Publié le Mardi 7 mars 2017 à 16h08.

Présidentielle : danse frénétique sur fond de crise

La dixième élection présidentielle dans le cadre de la Constitution de la Ve République offre un spectacle inédit. Elle marque la fin du système à deux partis dominants : un parti de droite fédérant héritiers du gaullisme et libéraux et une gauche hégémonisée par le Parti socialiste. Les politiques néolibérales poursuivies avec opiniâtreté par chacun de ces partis se succédant au pouvoir ont produit une désespérance sociale sur laquelle a prospéré le Front national. Il ne faut toutefois pas en conclure à une hégémonie du FN sur les catégories populaires : aux régionales de 2015, 43 % des ouvriers qui ont voté l’ont fait pour ce parti, mais 61 % se sont abstenus. Le FN est clairement candidat au pouvoir et s’emploie à désarmer les réticences des cercles dominants du capital, notamment du fait de sa position affichée sur l’euro.

Données enregistrées >>
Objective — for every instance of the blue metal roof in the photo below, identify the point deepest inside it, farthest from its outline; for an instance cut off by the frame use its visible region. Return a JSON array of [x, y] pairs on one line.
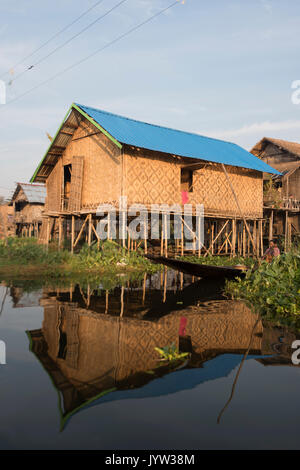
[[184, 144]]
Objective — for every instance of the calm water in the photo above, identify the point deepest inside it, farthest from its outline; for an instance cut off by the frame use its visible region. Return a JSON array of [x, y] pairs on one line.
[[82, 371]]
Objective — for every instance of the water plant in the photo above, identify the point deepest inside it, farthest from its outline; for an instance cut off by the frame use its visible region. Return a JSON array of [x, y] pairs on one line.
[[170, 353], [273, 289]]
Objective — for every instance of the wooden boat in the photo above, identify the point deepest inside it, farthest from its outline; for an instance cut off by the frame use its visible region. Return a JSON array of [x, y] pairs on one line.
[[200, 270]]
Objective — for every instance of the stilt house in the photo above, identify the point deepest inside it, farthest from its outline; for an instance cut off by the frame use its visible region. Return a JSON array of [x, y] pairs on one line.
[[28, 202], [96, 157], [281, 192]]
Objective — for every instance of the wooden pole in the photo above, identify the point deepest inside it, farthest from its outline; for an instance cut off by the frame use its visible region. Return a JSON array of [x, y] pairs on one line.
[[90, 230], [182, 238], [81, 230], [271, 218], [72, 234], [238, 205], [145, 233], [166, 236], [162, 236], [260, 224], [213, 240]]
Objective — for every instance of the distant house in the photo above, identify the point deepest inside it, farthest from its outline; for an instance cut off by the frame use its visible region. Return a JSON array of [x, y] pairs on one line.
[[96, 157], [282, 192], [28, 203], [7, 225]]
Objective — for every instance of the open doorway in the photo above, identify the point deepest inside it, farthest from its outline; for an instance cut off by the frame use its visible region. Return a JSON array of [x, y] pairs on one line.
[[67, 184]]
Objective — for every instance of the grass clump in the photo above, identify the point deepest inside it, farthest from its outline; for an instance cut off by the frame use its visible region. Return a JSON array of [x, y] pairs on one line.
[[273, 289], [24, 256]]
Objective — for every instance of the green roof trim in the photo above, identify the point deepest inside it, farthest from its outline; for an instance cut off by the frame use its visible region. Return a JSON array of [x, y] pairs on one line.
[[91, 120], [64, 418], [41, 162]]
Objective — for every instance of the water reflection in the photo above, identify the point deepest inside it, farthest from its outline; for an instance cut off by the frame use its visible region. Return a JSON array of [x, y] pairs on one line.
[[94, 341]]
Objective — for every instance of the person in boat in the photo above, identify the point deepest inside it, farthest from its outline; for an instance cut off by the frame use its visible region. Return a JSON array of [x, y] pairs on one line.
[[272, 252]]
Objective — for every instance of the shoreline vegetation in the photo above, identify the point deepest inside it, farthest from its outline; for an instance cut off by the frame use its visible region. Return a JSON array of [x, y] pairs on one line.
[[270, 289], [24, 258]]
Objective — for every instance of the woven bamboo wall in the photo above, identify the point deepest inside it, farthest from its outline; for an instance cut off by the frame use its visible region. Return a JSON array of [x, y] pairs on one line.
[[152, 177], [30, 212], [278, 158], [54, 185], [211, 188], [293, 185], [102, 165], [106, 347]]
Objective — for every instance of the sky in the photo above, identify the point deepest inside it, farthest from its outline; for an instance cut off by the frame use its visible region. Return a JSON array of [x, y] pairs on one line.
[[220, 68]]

Questions à traiter >>
1. Citez le passage de l'article sur la présidentielle qui commence par « La dixième élection » et se poursuit jusqu'à « affichée sur l’euro. ».
2. D'après l'article sur la présidentielle, quel parti a prospéré sur la désespérance sociale ?
3. Rédigez la suite de l'article sur la présidentielle après sa dernière phrase.

Résultats >>
1.
La dixième élection présidentielle dans le cadre de la Constitution de la Ve République offre un spectacle inédit. Elle marque la fin du système à deux partis dominants : un parti de droite fédérant héritiers du gaullisme et libéraux et une gauche hégémonisée par le Parti socialiste. Les politiques néolibérales poursuivies avec opiniâtreté par chacun de ces partis se succédant au pouvoir ont produit une désespérance sociale sur laquelle a prospéré le Front national. Il ne faut toutefois pas en conclure à une hégémonie du FN sur les catégories populaires : aux régionales de 2015, 43 % des ouvriers qui ont voté l’ont fait pour ce parti, mais 61 % se sont abstenus. Le FN est clairement candidat au pouvoir et s’emploie à désarmer les réticences des cercles dominants du capital, notamment du fait de sa position affichée sur l’euro.

2. Le Front national.

3.
Crise des partis dominants

En dehors du FN, les principales forces politiques sont en crise. La droite avait cru tenir la victoire mais son candidat conservateur-catholique a trébuché sur ses propositions ultraréactionnaires sur l’assurance-maladie, avant de s’engluer dans une affaire d’emplois fictifs à finalité d’enrichissement personnel. Le PS a pour sa part payé son tournant social-libéral par une désaffection progressive des classes populaires : certains penseurs du PS ou périphériques à celui-ci (comme Terra nova qui se présente comme un think tank – réservoir d’idées – « progressiste ») s’en sont même félicités et ont prôné la recherche d’une autre base sociale.

Dans la dernière période, la politique suivie sous Hollande a fracturé le PS lui-même : d’un côté, les soutiens de la politique économique et sécuritaire du quinquennat, de l’autre, ceux qui de façon plus ou moins inconséquente s’y sont opposés à partir d’une certaine date. Les seconds, confortés indirectement par le mouvement contre la loi El Khomri, ont gagné la primaire avec comme chef de file Benoit Hamon qui, jusqu’en août 2014, avait été un ministre loyal. Son succès a, de fait, approfondi la fracture, l’aile des supporters de l’austérité et des réformes néolibérales s’accrochant désespérément à leur orientation.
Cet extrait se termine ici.